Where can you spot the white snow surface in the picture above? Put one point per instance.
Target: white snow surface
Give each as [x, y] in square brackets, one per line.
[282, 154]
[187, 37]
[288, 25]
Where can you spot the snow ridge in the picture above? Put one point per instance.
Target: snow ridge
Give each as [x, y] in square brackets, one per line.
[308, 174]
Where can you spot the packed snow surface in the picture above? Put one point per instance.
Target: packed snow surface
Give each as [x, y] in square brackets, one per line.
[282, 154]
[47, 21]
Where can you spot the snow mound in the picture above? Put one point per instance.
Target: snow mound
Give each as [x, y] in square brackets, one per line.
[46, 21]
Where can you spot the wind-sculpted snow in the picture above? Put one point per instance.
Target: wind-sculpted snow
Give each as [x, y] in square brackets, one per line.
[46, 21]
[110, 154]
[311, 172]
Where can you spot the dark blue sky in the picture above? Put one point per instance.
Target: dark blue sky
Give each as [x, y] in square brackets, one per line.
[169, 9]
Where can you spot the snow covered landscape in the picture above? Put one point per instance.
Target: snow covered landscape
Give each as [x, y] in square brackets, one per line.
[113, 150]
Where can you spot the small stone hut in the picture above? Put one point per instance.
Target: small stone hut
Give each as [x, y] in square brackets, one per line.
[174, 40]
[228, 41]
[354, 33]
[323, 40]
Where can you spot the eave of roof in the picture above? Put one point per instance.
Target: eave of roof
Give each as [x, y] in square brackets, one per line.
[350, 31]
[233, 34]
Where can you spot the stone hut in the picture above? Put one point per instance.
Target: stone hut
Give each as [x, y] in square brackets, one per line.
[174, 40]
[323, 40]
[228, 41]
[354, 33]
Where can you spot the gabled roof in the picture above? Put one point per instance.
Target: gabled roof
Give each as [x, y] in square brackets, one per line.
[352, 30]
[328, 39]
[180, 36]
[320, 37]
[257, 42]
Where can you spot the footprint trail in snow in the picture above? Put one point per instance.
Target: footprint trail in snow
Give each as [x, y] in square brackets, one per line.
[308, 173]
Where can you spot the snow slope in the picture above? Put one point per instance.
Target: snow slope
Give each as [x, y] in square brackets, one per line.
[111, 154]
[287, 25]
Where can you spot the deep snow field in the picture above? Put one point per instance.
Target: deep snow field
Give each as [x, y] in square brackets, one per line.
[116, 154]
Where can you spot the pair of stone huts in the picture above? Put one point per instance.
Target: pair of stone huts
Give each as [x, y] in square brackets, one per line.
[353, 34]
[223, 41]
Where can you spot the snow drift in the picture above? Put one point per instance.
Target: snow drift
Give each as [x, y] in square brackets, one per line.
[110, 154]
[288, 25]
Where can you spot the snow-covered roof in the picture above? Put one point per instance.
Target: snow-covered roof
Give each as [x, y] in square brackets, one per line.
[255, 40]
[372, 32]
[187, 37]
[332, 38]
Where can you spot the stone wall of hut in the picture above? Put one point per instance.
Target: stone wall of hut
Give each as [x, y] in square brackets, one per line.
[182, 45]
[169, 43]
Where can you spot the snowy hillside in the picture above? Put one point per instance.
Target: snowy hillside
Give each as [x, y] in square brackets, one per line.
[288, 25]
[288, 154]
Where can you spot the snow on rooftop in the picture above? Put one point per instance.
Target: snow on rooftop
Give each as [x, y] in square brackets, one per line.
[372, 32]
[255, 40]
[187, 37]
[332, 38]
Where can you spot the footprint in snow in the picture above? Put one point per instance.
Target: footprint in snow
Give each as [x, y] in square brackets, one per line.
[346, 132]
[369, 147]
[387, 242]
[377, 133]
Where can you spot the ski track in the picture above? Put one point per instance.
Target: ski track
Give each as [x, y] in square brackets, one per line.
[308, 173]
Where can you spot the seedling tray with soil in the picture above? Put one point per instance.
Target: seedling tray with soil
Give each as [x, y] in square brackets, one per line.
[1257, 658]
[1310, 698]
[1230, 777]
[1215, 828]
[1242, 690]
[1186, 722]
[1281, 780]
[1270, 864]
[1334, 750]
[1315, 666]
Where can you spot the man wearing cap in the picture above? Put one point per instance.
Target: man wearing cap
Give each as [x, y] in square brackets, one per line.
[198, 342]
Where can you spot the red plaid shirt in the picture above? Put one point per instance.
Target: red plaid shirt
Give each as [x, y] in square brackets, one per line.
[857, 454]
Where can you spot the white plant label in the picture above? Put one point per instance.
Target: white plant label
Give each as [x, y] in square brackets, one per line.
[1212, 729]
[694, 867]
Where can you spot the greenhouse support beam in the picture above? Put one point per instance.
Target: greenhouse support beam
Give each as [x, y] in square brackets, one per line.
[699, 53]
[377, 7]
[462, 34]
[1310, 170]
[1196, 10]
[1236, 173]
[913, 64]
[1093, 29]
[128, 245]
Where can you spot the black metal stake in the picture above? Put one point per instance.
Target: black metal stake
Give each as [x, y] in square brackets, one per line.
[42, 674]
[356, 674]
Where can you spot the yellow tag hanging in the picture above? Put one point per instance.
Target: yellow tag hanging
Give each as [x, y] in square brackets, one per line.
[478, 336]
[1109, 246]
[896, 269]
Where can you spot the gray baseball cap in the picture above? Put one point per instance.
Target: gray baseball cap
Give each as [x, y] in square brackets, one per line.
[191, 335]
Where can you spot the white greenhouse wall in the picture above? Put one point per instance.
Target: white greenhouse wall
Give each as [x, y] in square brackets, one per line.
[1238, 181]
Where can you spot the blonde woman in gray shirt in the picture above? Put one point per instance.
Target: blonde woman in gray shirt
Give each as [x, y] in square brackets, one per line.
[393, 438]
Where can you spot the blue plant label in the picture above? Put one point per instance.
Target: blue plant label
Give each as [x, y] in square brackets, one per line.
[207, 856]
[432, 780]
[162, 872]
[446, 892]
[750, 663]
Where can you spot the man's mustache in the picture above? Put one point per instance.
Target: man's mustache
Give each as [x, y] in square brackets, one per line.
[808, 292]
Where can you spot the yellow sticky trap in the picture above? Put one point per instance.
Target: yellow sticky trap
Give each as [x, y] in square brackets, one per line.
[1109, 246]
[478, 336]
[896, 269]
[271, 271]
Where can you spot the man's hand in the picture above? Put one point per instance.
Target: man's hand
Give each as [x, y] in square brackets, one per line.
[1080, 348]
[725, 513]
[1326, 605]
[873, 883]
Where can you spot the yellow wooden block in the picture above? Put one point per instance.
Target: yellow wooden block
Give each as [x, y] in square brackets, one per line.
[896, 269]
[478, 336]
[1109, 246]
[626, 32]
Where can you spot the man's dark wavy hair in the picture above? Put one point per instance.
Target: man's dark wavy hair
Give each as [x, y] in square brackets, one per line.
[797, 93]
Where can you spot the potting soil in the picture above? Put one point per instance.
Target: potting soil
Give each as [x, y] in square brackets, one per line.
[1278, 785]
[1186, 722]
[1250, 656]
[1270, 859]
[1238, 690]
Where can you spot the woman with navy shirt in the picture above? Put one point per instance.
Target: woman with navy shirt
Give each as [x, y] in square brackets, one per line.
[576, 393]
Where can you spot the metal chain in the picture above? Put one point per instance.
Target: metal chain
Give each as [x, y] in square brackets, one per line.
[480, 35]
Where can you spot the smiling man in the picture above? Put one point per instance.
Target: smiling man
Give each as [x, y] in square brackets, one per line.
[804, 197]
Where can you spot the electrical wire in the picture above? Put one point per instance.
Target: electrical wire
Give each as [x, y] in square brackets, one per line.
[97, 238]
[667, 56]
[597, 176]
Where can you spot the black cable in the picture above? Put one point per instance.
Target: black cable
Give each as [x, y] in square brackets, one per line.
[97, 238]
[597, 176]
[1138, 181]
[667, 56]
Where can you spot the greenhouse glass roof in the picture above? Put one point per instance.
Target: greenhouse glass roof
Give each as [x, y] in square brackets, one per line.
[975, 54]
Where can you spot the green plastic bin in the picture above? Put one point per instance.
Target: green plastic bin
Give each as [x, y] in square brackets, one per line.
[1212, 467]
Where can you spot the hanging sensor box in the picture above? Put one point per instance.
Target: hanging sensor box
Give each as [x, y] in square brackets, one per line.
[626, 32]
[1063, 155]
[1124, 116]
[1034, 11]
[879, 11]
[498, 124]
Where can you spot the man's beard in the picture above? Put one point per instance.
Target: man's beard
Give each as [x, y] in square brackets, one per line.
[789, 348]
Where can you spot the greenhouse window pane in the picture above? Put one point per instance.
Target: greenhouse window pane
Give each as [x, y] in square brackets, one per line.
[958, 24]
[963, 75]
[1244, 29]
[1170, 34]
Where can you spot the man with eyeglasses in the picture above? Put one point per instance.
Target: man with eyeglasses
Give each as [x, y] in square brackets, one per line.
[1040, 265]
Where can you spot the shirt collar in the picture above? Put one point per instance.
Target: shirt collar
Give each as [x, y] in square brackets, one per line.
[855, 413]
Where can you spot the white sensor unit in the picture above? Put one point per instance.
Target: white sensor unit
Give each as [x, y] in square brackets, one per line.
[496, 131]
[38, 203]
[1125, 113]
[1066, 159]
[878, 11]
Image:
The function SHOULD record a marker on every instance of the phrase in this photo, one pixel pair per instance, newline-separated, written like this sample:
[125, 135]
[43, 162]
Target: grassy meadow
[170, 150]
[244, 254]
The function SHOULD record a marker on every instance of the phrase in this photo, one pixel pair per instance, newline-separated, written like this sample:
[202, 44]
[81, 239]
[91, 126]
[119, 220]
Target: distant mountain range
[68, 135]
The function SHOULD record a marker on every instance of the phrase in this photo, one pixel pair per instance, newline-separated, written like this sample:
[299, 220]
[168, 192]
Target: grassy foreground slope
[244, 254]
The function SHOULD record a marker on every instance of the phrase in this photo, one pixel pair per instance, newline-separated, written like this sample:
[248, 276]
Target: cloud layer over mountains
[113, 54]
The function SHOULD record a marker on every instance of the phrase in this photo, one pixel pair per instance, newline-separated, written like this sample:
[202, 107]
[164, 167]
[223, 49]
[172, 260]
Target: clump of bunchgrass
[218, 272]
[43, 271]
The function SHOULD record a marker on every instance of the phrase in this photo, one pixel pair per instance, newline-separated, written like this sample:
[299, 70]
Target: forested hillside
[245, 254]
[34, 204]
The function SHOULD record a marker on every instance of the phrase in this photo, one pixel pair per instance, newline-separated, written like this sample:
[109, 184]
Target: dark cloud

------

• _WHAT THE TASK ASKS_
Rewrite the data from the line containing "Where can you spot the potting" through the line containing "[1238, 690]", inclusive, with "potting soil" changed to "garden soil" and everything else unchanged. Output only those lines.

• _TASK SOLUTION_
Where can you spot the garden soil in the picture above? Put one point per instance.
Target: garden soil
Give each as [x, y] in square brackets, one per line.
[1278, 785]
[1186, 722]
[1250, 656]
[1270, 859]
[1238, 690]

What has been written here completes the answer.